⟨

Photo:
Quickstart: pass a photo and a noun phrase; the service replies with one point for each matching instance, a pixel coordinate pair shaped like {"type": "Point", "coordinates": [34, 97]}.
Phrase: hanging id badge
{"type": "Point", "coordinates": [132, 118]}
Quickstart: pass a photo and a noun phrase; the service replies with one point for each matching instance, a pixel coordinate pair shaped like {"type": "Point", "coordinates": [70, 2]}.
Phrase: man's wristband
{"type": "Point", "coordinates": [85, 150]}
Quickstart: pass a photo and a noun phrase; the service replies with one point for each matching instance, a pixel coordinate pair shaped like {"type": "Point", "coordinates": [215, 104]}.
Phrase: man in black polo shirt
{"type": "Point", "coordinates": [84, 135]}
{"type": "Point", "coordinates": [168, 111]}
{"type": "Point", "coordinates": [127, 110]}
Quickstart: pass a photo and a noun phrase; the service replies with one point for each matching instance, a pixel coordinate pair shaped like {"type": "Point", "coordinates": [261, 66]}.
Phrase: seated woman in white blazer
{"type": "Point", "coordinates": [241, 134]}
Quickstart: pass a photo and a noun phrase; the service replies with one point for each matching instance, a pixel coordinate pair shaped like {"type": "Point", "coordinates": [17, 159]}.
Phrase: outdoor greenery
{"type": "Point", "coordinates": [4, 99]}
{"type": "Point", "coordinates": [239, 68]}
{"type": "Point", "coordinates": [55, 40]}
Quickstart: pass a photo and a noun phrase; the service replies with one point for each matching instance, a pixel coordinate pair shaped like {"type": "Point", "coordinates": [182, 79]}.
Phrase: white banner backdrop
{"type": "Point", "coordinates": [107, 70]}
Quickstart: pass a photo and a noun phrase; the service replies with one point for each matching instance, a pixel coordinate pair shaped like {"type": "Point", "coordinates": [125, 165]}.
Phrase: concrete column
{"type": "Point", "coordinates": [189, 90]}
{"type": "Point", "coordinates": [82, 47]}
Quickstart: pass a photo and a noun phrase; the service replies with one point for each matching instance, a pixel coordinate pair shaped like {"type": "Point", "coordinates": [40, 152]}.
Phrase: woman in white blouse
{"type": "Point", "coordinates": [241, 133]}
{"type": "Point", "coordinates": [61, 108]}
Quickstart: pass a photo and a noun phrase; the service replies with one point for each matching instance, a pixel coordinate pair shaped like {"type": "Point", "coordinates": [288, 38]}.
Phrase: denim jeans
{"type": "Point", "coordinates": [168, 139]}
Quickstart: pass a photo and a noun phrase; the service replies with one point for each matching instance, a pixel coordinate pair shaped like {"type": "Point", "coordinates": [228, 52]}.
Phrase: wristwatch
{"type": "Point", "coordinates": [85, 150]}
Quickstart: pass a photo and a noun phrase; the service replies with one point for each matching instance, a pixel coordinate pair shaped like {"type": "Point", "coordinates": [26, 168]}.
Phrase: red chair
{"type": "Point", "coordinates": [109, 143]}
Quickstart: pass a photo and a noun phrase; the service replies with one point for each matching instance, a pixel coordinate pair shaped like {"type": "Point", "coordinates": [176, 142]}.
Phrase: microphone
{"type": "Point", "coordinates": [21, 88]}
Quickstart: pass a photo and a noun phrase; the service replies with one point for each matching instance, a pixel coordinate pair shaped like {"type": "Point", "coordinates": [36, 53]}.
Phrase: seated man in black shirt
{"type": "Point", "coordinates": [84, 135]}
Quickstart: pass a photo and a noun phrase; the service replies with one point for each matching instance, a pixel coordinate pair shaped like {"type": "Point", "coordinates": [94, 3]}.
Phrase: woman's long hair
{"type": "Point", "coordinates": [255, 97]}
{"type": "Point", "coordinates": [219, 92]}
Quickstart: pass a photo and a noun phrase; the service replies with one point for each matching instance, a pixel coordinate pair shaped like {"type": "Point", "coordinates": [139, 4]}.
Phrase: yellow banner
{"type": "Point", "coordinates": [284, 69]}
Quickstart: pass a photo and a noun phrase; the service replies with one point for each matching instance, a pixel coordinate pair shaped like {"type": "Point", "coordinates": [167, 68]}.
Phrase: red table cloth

⟩

What is needed
Please return all of the records exactly as they appear.

Response to the exercise
Photo:
Quickstart: pass a photo and a noun phrase; the service replies with one point for each matching instance, a pixel coordinate pair shaped like {"type": "Point", "coordinates": [34, 97]}.
Phrase: hanging id badge
{"type": "Point", "coordinates": [132, 118]}
Quickstart: pass a photo and a noun phrase; the service replies with one point for each matching instance, a pixel coordinate pair shaped like {"type": "Point", "coordinates": [70, 2]}.
Phrase: man's wristband
{"type": "Point", "coordinates": [85, 150]}
Quickstart: pass a photo and a noun phrase; the service replies with one point for each matching instance, a pixel coordinate pair shaped like {"type": "Point", "coordinates": [215, 104]}.
Phrase: man in black polo shirt
{"type": "Point", "coordinates": [84, 135]}
{"type": "Point", "coordinates": [168, 111]}
{"type": "Point", "coordinates": [127, 110]}
Quickstart: pass a photo and a noun phrase; the service replies with one point for each matching instance, a pixel coordinate pair shaped like {"type": "Point", "coordinates": [261, 66]}.
Phrase: seated woman in white blazer
{"type": "Point", "coordinates": [241, 134]}
Quickstart: pass a photo and a noun phrase; the service replies with one point for each matching instance, a pixel coordinate pair shaped like {"type": "Point", "coordinates": [17, 159]}.
Phrase: outdoor greenery
{"type": "Point", "coordinates": [4, 99]}
{"type": "Point", "coordinates": [239, 68]}
{"type": "Point", "coordinates": [55, 40]}
Quickstart: pass a photo and a noun phrase; the service replies with one point for each matching instance, a pixel coordinate pair shaped like {"type": "Point", "coordinates": [182, 79]}.
Phrase: white banner backdrop
{"type": "Point", "coordinates": [107, 70]}
Quickstart: pass a photo and a noun phrase; the service replies with one point for each matching instance, a pixel coordinate pair shaped like {"type": "Point", "coordinates": [125, 165]}.
Phrase: concrete column
{"type": "Point", "coordinates": [189, 90]}
{"type": "Point", "coordinates": [82, 47]}
Quickstart: pass a photo and a noun phrase; the service replies with one point for each matching instance, a pixel coordinate pair shaped like {"type": "Point", "coordinates": [40, 152]}.
Phrase: woman in white blouse
{"type": "Point", "coordinates": [241, 133]}
{"type": "Point", "coordinates": [61, 108]}
Quickstart: pass a photo and a noun phrase; the service replies with one point for each matching instance, a pixel coordinate pair shaped like {"type": "Point", "coordinates": [288, 38]}.
Phrase: denim jeans
{"type": "Point", "coordinates": [168, 139]}
Quickstart: pass a photo and a noun phrase; the service replies with one point for each matching instance, a pixel coordinate pair shaped like {"type": "Point", "coordinates": [228, 52]}.
Phrase: wristwatch
{"type": "Point", "coordinates": [85, 150]}
Quickstart: pass a photo and a noun phrase; the service replies with one point for each matching instance, a pixel coordinate pair shaped like {"type": "Point", "coordinates": [26, 168]}.
Phrase: red chair
{"type": "Point", "coordinates": [109, 143]}
Quickstart: pass a photo and a noun phrase; the service replies with one point for each matching instance, a pixel coordinate pair shaped like {"type": "Point", "coordinates": [176, 142]}.
Phrase: microphone
{"type": "Point", "coordinates": [21, 88]}
Quickstart: pass a photo and a noun phrase; the service replies with one point for each matching instance, a pixel coordinate pair shaped like {"type": "Point", "coordinates": [36, 53]}.
Phrase: seated man in black shirt
{"type": "Point", "coordinates": [84, 135]}
Quickstart: pass a photo and a noun phrase; the service replies with one point for each matching instance, a pixel coordinate pair shaped like {"type": "Point", "coordinates": [94, 3]}.
Phrase: woman's long hair
{"type": "Point", "coordinates": [255, 97]}
{"type": "Point", "coordinates": [219, 92]}
Quickstart: pass a photo and a noun phrase; the service replies with one point for each matching instance, a pixel coordinate pair shaped like {"type": "Point", "coordinates": [139, 4]}.
Phrase: yellow banner
{"type": "Point", "coordinates": [284, 69]}
Quickstart: pass a photo and a noun phrase; the service replies with one point for each matching instance, a pixel coordinate pair shaped like {"type": "Point", "coordinates": [167, 68]}.
Phrase: red table cloth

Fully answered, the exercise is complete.